■ **Data for this exercise**

────────────────────

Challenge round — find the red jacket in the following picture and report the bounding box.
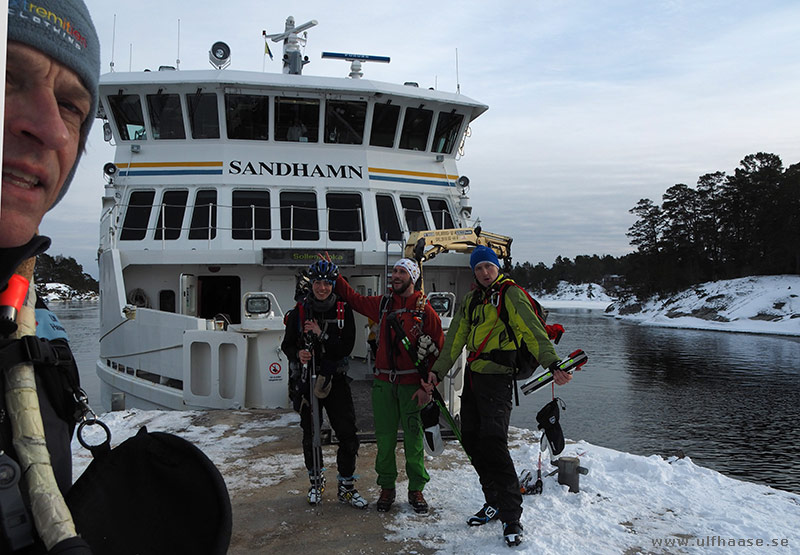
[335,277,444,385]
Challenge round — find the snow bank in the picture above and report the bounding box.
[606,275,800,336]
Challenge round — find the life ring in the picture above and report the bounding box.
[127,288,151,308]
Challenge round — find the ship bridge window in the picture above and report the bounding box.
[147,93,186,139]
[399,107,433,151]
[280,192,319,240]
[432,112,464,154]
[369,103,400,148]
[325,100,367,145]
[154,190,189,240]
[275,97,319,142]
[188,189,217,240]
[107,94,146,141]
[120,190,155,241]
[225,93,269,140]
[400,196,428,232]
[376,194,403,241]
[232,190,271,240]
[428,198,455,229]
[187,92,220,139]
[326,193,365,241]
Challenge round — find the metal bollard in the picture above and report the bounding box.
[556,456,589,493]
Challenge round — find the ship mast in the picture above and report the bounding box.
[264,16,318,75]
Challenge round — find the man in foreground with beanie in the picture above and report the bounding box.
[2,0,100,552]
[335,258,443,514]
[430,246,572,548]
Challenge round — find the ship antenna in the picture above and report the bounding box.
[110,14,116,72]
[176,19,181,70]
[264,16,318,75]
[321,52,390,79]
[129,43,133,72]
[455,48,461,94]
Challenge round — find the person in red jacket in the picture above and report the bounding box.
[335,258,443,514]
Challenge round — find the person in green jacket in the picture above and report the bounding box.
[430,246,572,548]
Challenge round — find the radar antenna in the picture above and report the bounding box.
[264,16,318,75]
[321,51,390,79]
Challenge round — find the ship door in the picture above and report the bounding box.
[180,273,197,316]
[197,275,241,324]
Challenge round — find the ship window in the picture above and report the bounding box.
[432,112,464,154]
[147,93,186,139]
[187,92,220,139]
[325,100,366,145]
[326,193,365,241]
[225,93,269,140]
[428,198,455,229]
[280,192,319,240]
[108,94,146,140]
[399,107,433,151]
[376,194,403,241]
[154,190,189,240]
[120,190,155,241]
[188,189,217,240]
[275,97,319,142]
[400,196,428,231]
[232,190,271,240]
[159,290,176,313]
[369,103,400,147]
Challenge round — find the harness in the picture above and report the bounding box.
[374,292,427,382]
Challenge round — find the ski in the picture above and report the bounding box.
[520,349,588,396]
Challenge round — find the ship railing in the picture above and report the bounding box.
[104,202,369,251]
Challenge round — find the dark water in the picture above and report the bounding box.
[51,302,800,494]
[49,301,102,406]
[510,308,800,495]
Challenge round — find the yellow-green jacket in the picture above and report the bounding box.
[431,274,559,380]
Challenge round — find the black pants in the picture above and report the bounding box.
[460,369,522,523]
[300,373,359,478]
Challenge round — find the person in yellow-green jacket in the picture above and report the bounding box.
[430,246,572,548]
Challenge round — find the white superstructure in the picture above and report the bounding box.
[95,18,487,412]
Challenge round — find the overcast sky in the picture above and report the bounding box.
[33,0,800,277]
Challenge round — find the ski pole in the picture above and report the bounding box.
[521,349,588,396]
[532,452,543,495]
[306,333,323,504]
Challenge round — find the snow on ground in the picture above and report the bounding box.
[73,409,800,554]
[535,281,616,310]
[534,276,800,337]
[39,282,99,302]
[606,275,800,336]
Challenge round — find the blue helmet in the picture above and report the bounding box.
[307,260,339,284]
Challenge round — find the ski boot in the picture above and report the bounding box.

────────────────────

■ **Assignment**
Copy each record exactly. Leave any images out of the copy.

■ **Output of the task**
Challenge round — find the red jacket in the following picture and report the bounding box.
[335,277,444,385]
Challenge round — find the snow bank in the picture above and report the bounding box.
[606,275,800,336]
Challenge round — find the life ring in the picture above and report the bounding box.
[127,288,151,308]
Challenge round — find the ship bridge window in the picture above and report the bounding box.
[147,93,186,139]
[399,107,433,151]
[280,192,319,240]
[432,112,464,154]
[369,103,400,148]
[325,100,367,145]
[154,190,189,240]
[275,97,319,142]
[188,189,217,240]
[107,94,146,141]
[120,190,155,241]
[225,93,269,140]
[400,196,428,232]
[376,194,403,241]
[232,190,271,240]
[428,198,455,229]
[187,92,220,139]
[326,193,365,241]
Challenge round — find the metal bollard in the picture above and report the bounding box.
[556,456,589,493]
Challenge round — find the ship mast in the picture above and report the bounding box.
[264,16,318,75]
Challenge round — find the man in foreground with beanie in the picture above and report the bounding box.
[2,0,100,552]
[335,258,443,514]
[430,246,572,548]
Challenge round — find the ship antenna in the picture above and report the bounding box.
[110,14,116,72]
[176,19,181,70]
[264,16,318,75]
[321,52,390,79]
[129,43,133,72]
[455,48,461,94]
Challenge round — find the person in red jacket in the picture above and report the bounding box.
[335,258,443,514]
Challenge round — find the person in green jacket in the picture above and report the bounding box.
[430,246,572,548]
Challenge round — find the radar antenna in the picture above and report the bounding box.
[264,16,318,75]
[321,51,390,79]
Challenge round — find the ship door in the picture above and report the bounding box.
[180,273,197,316]
[197,275,241,324]
Challenge round — find the ship window in the picture above and report the bounding box.
[432,112,464,154]
[147,93,186,139]
[187,92,220,139]
[325,100,366,145]
[326,193,365,241]
[225,93,269,140]
[428,198,455,229]
[280,192,319,240]
[108,94,146,140]
[399,107,433,151]
[376,194,403,241]
[154,190,189,240]
[120,190,155,241]
[188,189,217,240]
[275,97,319,142]
[400,196,428,231]
[232,190,271,240]
[159,290,176,313]
[369,103,400,147]
Challenge round — find the harness in the picture above and report the bounding box.
[374,292,427,382]
Challenge round — find the ski in the picture above and report the bounding box.
[520,349,588,396]
Challenge round — find the ship railing in the picture above and report the bounding box.
[104,202,369,251]
Challenge round — find the dark water in the picture above and report the bounding box.
[51,302,800,494]
[49,301,102,406]
[510,308,800,495]
Challenge round — find the yellow-green jacket in the picture above and report the bounding box.
[431,274,559,380]
Challenge round — find the black pants in the picture above and report the bounding box.
[460,369,522,523]
[300,373,359,478]
Challenge round — find the person in yellow-green jacket in the picture above and report the bounding box.
[430,246,572,548]
Challenge round — find the white superstructure in the picture above and report the bounding box.
[95,18,487,412]
Challenge round — find the overcast sky in the picture above and report the bounding box.
[33,0,800,277]
Challenge round — find the ski pole in the picture above and report the bounding box.
[521,349,588,396]
[532,452,543,495]
[306,333,323,504]
Challenge round — find the snow on ground in the picture above and report the bounding box.
[73,409,800,554]
[535,281,616,310]
[534,276,800,337]
[39,282,99,302]
[606,275,800,336]
Challenge round — find the blue helmet in the picture above and report the bounding box.
[307,260,339,284]
Challenge round — find the ski boot in the picture above and report the bounding box.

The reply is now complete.